TASK DESCRIPTION
Print all the data, keeping every line exactly as it is.

MATERIAL
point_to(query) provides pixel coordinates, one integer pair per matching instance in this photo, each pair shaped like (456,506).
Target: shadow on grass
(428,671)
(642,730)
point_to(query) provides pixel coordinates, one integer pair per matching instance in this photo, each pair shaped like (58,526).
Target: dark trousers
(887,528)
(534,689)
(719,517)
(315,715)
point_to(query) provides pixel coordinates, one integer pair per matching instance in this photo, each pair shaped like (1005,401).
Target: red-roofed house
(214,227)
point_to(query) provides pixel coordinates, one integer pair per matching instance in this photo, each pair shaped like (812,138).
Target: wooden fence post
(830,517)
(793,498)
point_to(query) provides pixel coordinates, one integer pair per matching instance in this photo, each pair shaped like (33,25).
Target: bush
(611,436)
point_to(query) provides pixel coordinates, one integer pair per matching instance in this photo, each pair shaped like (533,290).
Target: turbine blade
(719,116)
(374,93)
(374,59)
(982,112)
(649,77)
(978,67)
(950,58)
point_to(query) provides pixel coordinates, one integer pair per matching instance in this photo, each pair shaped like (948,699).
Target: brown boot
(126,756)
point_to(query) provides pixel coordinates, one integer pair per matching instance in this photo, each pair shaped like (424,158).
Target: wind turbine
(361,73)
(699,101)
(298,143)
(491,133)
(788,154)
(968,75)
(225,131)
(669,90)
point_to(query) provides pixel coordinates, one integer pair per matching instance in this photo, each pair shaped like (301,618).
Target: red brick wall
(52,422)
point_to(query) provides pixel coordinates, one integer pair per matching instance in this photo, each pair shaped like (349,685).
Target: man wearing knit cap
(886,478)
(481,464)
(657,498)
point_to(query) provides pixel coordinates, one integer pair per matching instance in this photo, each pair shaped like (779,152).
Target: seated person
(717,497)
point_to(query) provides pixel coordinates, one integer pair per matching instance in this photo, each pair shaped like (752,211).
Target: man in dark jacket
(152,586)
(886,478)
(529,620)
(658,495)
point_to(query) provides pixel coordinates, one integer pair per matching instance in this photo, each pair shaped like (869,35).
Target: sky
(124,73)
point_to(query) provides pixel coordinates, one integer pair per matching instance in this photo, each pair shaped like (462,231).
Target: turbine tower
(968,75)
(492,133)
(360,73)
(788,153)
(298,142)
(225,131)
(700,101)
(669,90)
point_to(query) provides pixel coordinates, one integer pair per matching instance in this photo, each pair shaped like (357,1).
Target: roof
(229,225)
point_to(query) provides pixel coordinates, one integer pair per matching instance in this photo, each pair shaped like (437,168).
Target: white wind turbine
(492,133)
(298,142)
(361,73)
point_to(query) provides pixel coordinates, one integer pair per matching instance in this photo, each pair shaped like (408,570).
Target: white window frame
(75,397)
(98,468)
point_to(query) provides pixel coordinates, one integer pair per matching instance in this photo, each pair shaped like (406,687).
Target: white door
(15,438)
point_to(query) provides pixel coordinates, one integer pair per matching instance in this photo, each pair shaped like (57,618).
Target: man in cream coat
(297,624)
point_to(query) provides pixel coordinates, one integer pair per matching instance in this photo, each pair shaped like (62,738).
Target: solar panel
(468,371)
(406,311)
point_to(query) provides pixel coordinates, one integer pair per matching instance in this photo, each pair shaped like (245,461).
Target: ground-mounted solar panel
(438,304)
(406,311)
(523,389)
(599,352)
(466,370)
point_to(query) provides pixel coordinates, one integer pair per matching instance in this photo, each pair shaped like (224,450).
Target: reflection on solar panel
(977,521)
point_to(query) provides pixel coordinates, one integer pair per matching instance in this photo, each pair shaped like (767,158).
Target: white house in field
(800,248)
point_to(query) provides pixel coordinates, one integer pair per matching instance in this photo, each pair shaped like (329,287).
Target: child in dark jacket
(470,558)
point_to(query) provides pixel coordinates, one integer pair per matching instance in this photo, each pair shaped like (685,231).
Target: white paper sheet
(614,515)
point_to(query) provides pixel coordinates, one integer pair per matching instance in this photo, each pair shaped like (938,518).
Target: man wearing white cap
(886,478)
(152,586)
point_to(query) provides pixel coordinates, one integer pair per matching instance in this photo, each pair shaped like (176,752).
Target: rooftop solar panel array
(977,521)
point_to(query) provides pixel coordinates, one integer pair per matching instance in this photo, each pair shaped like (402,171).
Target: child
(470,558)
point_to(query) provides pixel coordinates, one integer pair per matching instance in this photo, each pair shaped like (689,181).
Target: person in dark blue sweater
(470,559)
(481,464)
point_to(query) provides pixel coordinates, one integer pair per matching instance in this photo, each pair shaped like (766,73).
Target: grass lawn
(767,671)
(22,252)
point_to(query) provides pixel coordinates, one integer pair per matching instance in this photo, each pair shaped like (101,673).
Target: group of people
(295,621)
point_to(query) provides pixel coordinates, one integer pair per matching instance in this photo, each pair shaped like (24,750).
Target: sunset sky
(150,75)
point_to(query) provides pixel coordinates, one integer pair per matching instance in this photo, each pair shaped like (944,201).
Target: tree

IN RESPONSE
point_to(query) provides pixel coordinates, one integer pair per matching instance in this photo, each pair shaped like (456,506).
Target: shadow on grass
(428,671)
(642,730)
point_to(query) provides pixel coordinates, one integer pair per matching instance in this photo, each pair shaped like (58,526).
Target: dark trousers
(887,528)
(534,689)
(719,517)
(315,715)
point_to(query) provides pixel coordinates, one integer pair per matching instance in this photo, each pair shaped like (1005,401).
Target: red-roofed house
(214,227)
point_to(query) provides pixel coordinates, one integer pair per matching instance in this photo, each pair shaped like (812,138).
Target: wooden fence post
(830,517)
(793,498)
point_to(query) provides pixel coordinates, one integer pair per matching instance in this photo, each pair shaped like (33,25).
Target: bush
(611,436)
point_to(query) provides pixel coordinates, one integer pair per matching instance in this photo, each pair shaped like (533,290).
Target: turbine blade
(719,116)
(374,93)
(374,59)
(982,112)
(649,77)
(978,67)
(950,58)
point_to(query) provides pixel coordinates, one integer pair per matching instance in this photo, each pair shaped like (948,699).
Target: brown boot
(126,756)
point_to(query) provides pixel coordinates, one integer pair per matching instance in this photo, each pair shaped like (424,158).
Target: wind turbine
(361,73)
(699,101)
(298,143)
(491,133)
(788,154)
(968,75)
(225,131)
(669,90)
point_to(query) provides pixel coordinates, one integer pair per matching instance in this photo, each pair shaped like (301,618).
Target: red brick wall
(52,422)
point_to(query) provides pixel coordinates, one integer pair per matching instance in this photo, each pair shaped like (349,685).
Target: man wearing knit cap
(886,478)
(481,464)
(657,498)
point_to(query) provides pixel coordinates, one integer pair per matching instance in this photo, each pair shaped like (779,152).
Target: seated person
(717,497)
point_to(query) provides pixel coordinates, one integer pair per matching instance in this photo, each pair shaped like (752,211).
Target: man in dark jacket
(152,586)
(886,478)
(529,620)
(658,495)
point_to(query) provides pixel coordinates, one integer pair per matching instance in this photo, each pair shaped like (869,35).
Target: sky
(124,73)
point_to(query) provides pixel coordinates, one integer pair per matching instance in this photo, each pair shaped like (462,231).
Target: turbine tower
(968,75)
(492,133)
(360,73)
(788,153)
(298,142)
(225,131)
(700,101)
(669,90)
point_to(query) provides pixel coordinates, one integer pair per matching instance in this photo, each pair shaped like (357,1).
Target: roof
(229,225)
point_to(query) provides pixel coordinates, one integer pair per matching instance in this photo, each pair shaped like (437,168).
Target: white wind turbine
(492,133)
(298,142)
(361,73)
point_to(query) provides pixel coordinates, one integer pair per matching instance in this photo, each pair shaped like (408,570).
Target: white window frame
(75,397)
(98,468)
point_to(query) provides pixel coordinates, one integer pair per matching instance in this photo, each pair shaped like (406,687).
Target: white door
(15,438)
point_to(query) provides pixel coordinates, one integer pair per matching instance in this photo, each pair shaped like (57,618).
Target: man in cream coat
(297,624)
point_to(query) provides pixel coordinates, one integer pair per matching instance in this photo, each pair shaped like (62,738).
Target: solar panel
(468,371)
(406,311)
point_to(query) provides pixel coordinates, one integer pair per matching instance in this photo, each pair shaped like (245,461).
Target: ground-mounted solar panel
(438,304)
(406,311)
(523,389)
(599,352)
(466,370)
point_to(query) provides pixel coordinates, one integer pair per matching instance in this photo, each pair shaped like (224,450).
Target: reflection on solar panel
(977,521)
point_to(query) provides pixel coordinates, one integer pair per matching instance in this photo, each pair shaped like (767,158).
Target: white house in field
(800,248)
point_to(query) provides pixel coordinates, one integer pair per matching instance in this photo, each pair shaped like (329,287).
Target: child in dark jacket
(470,558)
point_to(query) provides pixel coordinates, one integer pair per matching instance in this photo, each pair shaped like (685,231).
Target: white paper sheet
(614,515)
point_to(query) provides pixel coordinates, one integer pair per matching instance in this photo, each pair shaped like (938,518).
Target: man wearing white cap
(886,478)
(152,586)
point_to(query) provides pixel coordinates, one integer pair per matching instance in this photo, each pair shaped like (176,752).
Target: rooftop solar panel array
(977,521)
point_to(query) provides pixel coordinates, one integer pair per matching instance in this photo, each pair shaped like (402,171).
Target: child
(470,558)
point_to(query) provides pixel coordinates, one integer pair per matching instance in this photo, each pair shaped like (689,181).
Target: person in dark blue sweater
(470,559)
(481,464)
point_to(query) provides pixel coordinates, one integer pair per matching instance in this photo, each pair shaped like (766,73).
Target: grass lawn
(767,671)
(22,252)
point_to(query) provides pixel coordinates, one integer pair per matching instance in this photo, each pair shaped like (101,673).
Target: group of people
(295,621)
point_to(query) provides pixel coordinates, one integer pair per matching instance in this photo, each pair shaped like (24,750).
Target: sunset sky
(150,75)
point_to(query) provides pixel coordinates, one integer pair per matching instance in this photo, each pair shaped like (944,201).
Target: tree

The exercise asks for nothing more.